わ! かった陶芸 (明窓窯)

 作陶や技術的方法、疑問、質問など陶芸全般 
 特に電動轆轤技法、各種装飾方法、釉薬などについてお話します。

3 色の種類によって人は特別な感覚を抱く

2018-12-31 14:42:45 | 色と陶芸
3) 色によって人は操られている。

 色は人の感覚に大きく影響を与え、特別な意識を醸し出す働きがあります。

 暖色系と寒色系があり、更に明度の大小等によって幸福感、安定感、重量感、鎮静効果の他

 物の大小(見た目の違い)を狂わせる効果を演出します。

 ① 暖色系と寒色系、明度の差の効果。

  暖色系は、赤、橙、黄、紫の範囲内の色をいいます。

  寒色系は、緑、青緑、青、青紫、紺の範囲内の色と白です。

  ⅰ) 赤い色は火の色や太陽を連想させ、暖かい感じを抱かせます。鮮明な赤系は血液を想

   像する為、気持ちを高ぶらせ「興奮感」を与えます。それ故、エネルギーを与える色で

   スポーツに関する用具や会場設備等では欠かせない色と言われ、多用されています。

   ・ 黄色系は「元気にさせる色」と言われて「希望、幸福、健康」等人に幸福感を与え

    る色です。仏教やヒンズー教では、最高の色とされているとの事です。

   ・ 橙色は「爽やかさ、暖かさ、明るさ」を感じさせる色です。スーパーマッケトでは

    果物や野菜などの瑞々(みずみず)しさを感じさせ、新鮮さをアピールします。

作業指示:
1) 本文抜粋のうち、「像する為、気持ちを高ぶらせ「」から始まり「る色です。仏教やヒンズー教では、最高の色とされているとの事です。」で終わる部分をそのまま書き写してください。
2) 本文抜粋で寒色系に含まれるとされている色をすべて挙げよ。

元データ:
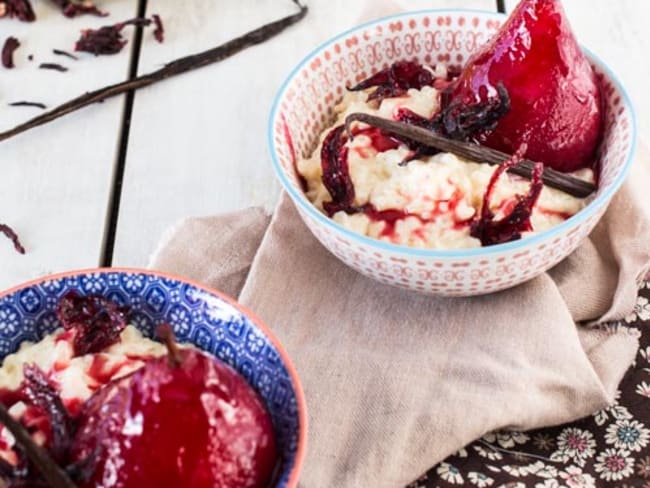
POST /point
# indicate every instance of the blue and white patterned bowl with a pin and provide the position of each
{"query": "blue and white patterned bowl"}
(203, 317)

各作業の回答:
1)
像する為、気持ちを高ぶらせ「興奮感」を与えます。それ故、エネルギーを与える色で

   スポーツに関する用具や会場設備等では欠かせない色と言われ、多用されています。

   ・ 黄色系は「元気にさせる色」と言われて「希望、幸福、健康」等人に幸福感を与え

    る色です。仏教やヒンズー教では、最高の色とされているとの事です。

2) 緑、青緑、青、青紫、紺、白